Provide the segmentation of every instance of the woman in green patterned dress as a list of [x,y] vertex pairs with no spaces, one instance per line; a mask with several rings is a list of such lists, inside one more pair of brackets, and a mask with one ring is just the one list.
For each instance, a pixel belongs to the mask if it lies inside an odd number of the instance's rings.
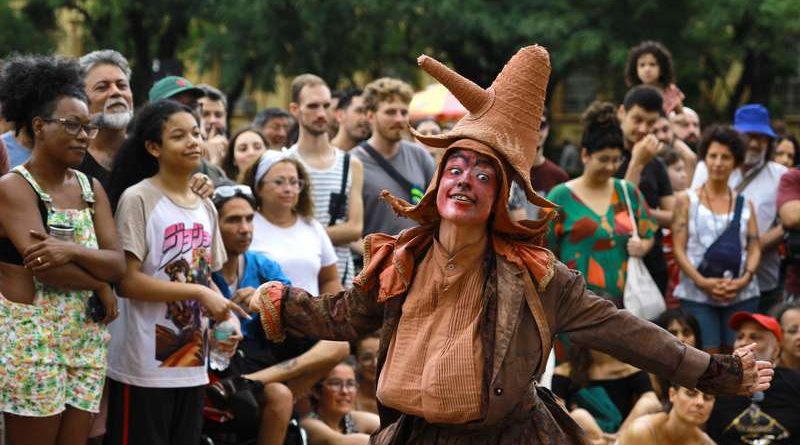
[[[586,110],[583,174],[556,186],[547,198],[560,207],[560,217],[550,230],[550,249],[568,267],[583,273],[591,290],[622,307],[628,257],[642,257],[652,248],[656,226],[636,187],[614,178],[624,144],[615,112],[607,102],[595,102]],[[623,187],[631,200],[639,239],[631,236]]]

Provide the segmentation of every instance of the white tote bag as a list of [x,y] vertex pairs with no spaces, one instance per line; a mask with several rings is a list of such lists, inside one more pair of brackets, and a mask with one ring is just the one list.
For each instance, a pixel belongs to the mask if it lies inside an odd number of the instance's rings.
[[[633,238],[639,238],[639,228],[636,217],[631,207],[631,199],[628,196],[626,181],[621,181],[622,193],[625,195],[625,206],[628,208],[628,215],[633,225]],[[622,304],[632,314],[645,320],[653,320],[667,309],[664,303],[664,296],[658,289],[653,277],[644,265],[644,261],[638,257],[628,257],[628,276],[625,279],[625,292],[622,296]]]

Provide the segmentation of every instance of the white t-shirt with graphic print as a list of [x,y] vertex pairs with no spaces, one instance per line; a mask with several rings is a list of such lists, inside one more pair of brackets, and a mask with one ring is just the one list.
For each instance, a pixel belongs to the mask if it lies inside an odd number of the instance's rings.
----------
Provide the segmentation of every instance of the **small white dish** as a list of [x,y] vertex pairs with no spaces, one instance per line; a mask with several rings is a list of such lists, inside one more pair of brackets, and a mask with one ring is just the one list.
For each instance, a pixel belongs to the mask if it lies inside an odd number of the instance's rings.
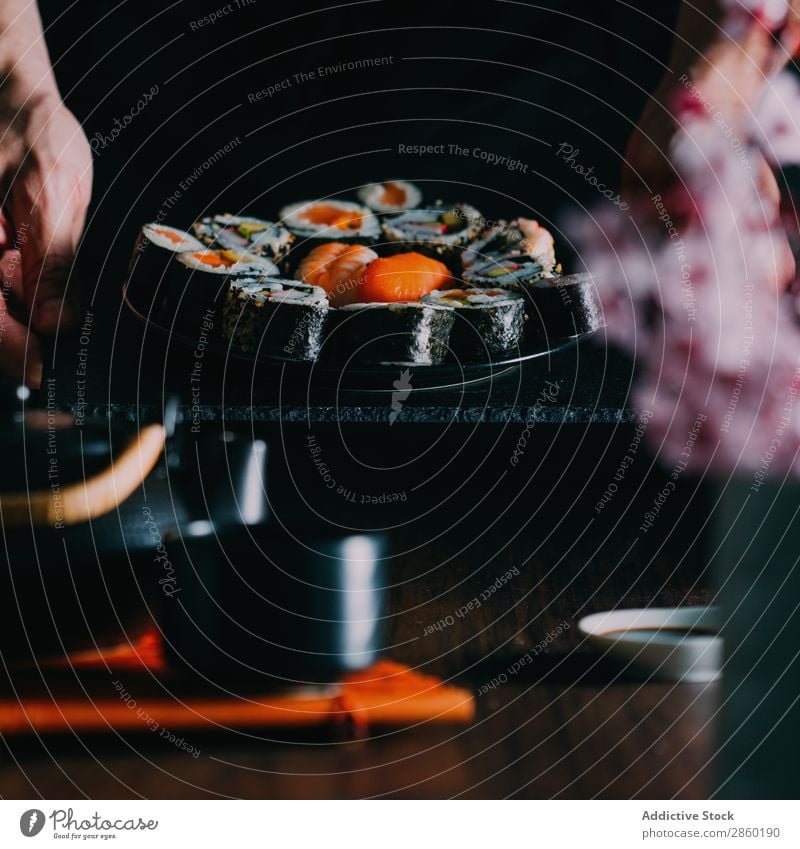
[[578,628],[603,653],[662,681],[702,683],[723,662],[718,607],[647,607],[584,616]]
----------
Task directions —
Every line of the entries above that includes "just" should be copied.

Your response —
Provide the segmentation of every instance of the woman in green patterned dress as a list of [x,y] vertex pairs with no spaces, one instance per line; a mask with several rings is a list of such lists, inside one more pair of brackets, and a mask with one ring is just the one list.
Provide the segmentation of every instance of the white tote bag as a list of [x,y] vertex pairs with no spaces, one instance per line; a mask with several rings is a list of such lists, inside one more pair of brackets, and a mask with one ring is just the one list.
Provide the segmentation of every instance of the white t-shirt with graphic print as a list of [x,y] vertex pairs with no spaces, one instance per line; a mask with several rings is a list of such lists, inside one more pair of brackets, and a mask with one ring is just the one list.
Provide the segmentation of every instance of the **small white dish** as a list of [x,y] vertex pairs with no spaces, one instance per line; a mask with several rings is a list of such lists, inside one more pair of brackets, and a mask with one ring is just the one list.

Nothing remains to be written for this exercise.